▸ **Texto selecionado**
Miguel Castelo Branco acredita que o nível de exposição dos bombeiros a eventos traumáticos é muito semelhante ao de uma guerra. E essa é uma lacuna nos cuidados de saúde, que a equipa acabou por confirmar. O investigador revela que, depois de tornados públicos os primeiros resultados, "muitos bombeiros já entraram em contacto connosco, agradecendo a sensibilização para este problema".

O estudo é inédito, a vários níveis. No campo neuro-científico, por exemplo. A preocupação é também "dar ferramentas aos bombeiros a nível de intervenção", sublinha Miguel Castelo-Branco.

A parte mais científica do estudo começou há um ano, mas há uma parte clínica que já vem de trás, a cargo do psiquiatra João Redondo. A amostra, nesta primeira fase, foi constituída por 283 participantes, na sua maioria bombeiros da região de Coimbra. A equipa que desenvolveu o estudo reuniu "uma caracterização bastante precisa das famílias, dos anos anos de serviço, do tipo de vínculo".

▸ **O que se pede**
De acordo com o texto sobre o estudo com bombeiros, quantos participantes constituíram a amostra na primeira fase?

▸ **Registos fornecidos**
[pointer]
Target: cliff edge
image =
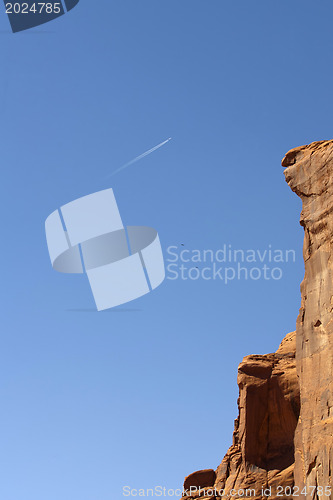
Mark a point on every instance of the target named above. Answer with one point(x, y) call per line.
point(283, 435)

▸ **Resposta**
283 participantes, na sua maioria bombeiros da região de Coimbra.